> _Prompt_
Rewrite the records below, starting with the line containing "of the ornate" and continuing through the end of the records, with every line included and the requests unchanged. Multiply each x and y coordinate in the answers by 0.35, rounding to whole numbers with halves going up.

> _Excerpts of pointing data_
* * *

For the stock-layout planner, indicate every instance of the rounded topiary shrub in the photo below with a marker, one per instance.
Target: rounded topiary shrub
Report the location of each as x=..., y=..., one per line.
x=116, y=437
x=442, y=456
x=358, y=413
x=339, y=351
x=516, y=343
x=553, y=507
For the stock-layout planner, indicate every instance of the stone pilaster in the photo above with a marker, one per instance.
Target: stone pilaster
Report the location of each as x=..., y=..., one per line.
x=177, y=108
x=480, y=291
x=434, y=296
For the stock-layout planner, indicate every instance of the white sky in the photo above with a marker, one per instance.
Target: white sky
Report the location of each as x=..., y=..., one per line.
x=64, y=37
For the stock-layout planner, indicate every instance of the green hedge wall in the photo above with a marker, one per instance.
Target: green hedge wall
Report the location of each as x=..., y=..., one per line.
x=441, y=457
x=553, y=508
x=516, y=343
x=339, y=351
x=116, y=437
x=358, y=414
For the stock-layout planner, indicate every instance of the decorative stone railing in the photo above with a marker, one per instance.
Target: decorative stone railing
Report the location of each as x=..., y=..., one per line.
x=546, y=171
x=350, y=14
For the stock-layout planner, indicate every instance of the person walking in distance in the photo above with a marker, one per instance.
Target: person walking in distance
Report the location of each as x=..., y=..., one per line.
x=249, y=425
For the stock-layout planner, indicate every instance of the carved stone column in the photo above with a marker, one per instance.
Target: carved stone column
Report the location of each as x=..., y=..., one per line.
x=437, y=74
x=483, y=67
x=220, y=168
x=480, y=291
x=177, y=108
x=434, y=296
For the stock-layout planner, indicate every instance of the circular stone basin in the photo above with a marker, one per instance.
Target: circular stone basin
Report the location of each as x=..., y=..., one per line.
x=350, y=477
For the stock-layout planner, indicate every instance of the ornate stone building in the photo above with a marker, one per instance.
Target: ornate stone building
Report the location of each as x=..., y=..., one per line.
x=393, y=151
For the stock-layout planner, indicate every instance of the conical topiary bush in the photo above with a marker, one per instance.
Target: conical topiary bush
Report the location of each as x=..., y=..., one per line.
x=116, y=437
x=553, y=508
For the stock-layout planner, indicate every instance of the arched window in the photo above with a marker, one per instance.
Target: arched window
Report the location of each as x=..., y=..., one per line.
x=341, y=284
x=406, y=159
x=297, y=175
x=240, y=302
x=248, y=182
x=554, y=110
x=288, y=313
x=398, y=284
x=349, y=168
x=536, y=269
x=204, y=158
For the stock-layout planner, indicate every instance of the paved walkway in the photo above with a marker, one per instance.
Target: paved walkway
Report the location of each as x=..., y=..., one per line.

* * *

> _The result_
For the stock-layout planner, indicate every instance of the ornate stone building in the photo above with a marker, one per instance.
Target: ornate stone building
Report the location of each as x=..., y=..., one per line.
x=138, y=53
For the stock-layout planner, indicate every instance of the conical topiary bush in the photo above with a marker, one per instance.
Target: conical topiary bush
Report the location of each as x=..., y=..., one per line.
x=41, y=153
x=194, y=178
For the stock-layout planner, indicate every instance of the arched window in the photo above with a marker, one per instance.
Target: arched window
Report the location of each as x=..., y=..., one per line.
x=119, y=99
x=142, y=56
x=104, y=61
x=84, y=106
x=87, y=64
x=194, y=39
x=101, y=110
x=139, y=99
x=122, y=59
x=188, y=94
x=71, y=55
For the stock-layout planner, indicate every instance of the paved walkway in the photo above with a marker, one per instance.
Target: paved walkway
Report the location of each as x=..., y=..., one per line.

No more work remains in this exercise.